§ DATA LISTING
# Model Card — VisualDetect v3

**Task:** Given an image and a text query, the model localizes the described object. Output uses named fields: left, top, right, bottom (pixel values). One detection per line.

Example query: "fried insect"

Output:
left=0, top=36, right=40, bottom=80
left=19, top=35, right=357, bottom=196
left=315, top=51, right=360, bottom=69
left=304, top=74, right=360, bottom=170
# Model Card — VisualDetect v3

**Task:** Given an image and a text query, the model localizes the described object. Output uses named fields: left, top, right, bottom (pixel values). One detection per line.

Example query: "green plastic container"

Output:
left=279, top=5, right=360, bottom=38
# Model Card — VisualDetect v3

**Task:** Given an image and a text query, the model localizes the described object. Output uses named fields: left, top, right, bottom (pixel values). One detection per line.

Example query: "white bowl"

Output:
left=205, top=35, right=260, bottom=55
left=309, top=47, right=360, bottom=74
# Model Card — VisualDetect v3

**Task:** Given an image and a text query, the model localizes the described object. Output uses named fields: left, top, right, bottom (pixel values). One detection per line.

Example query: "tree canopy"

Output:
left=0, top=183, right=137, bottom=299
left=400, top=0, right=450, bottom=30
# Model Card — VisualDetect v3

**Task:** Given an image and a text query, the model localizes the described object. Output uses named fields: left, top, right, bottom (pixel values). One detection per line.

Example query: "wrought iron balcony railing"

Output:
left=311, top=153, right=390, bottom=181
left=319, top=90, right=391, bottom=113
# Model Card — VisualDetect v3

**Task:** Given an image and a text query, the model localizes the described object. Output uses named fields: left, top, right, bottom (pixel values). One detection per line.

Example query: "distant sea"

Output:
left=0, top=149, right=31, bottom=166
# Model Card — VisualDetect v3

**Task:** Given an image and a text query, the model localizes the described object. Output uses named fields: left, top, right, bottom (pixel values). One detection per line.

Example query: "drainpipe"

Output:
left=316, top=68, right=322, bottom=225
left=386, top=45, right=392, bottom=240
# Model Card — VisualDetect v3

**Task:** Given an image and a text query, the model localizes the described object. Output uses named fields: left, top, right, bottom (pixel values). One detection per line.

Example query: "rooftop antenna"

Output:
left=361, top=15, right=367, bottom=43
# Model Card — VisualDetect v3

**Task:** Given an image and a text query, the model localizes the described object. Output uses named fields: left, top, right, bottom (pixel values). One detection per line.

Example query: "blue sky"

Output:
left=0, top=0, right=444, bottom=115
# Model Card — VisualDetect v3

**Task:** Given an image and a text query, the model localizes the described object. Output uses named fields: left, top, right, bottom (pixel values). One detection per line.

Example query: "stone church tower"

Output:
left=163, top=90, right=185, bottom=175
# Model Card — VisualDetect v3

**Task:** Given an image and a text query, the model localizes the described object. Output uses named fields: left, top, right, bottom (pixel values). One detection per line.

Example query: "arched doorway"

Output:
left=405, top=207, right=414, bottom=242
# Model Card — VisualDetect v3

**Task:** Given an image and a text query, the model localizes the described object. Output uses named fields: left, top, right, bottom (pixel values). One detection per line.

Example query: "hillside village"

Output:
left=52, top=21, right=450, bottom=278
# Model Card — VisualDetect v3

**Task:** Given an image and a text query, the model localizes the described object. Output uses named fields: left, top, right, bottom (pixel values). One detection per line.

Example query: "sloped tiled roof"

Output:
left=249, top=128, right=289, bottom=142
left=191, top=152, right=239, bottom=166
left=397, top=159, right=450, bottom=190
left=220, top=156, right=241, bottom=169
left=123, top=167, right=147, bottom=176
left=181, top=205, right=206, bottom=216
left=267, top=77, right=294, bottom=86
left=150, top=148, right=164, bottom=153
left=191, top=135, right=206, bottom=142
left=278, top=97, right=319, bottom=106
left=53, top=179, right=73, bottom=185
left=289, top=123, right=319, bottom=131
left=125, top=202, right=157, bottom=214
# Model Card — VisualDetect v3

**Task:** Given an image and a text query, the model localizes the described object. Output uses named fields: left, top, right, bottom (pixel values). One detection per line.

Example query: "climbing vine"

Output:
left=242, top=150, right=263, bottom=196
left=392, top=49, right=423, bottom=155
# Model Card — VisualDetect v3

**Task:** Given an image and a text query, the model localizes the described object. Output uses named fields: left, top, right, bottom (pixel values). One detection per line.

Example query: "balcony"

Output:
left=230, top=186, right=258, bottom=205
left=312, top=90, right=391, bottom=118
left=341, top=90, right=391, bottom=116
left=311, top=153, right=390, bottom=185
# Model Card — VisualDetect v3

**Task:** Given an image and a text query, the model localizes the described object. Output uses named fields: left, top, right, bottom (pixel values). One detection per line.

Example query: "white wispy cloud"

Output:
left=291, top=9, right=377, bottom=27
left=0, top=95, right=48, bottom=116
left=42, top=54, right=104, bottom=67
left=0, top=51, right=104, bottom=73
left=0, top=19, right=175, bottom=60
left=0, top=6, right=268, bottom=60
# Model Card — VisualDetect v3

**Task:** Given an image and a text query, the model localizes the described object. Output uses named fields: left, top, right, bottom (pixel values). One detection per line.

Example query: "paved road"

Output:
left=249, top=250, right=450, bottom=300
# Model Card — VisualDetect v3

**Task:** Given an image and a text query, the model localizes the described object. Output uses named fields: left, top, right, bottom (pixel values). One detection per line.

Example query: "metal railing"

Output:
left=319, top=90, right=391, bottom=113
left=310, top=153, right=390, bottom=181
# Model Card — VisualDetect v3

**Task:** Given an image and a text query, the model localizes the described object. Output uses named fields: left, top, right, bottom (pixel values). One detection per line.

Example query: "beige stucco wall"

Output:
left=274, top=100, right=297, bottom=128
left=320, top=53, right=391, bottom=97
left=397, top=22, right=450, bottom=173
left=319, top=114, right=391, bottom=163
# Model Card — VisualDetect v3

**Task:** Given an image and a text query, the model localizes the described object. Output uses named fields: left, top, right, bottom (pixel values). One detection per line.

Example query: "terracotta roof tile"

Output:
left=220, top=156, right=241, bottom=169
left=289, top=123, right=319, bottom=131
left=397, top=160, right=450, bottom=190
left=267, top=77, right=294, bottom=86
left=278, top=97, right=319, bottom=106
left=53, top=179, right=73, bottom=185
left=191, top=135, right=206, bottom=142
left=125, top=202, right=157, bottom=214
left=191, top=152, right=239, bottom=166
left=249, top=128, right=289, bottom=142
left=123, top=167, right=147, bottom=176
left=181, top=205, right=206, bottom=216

§ WHAT YOU SHOULD DO
List every line in the rows above that contains the word "white".

§ SOLUTION TO THIS TASK
Example query: "white bowl"
Example query: "white wispy cloud"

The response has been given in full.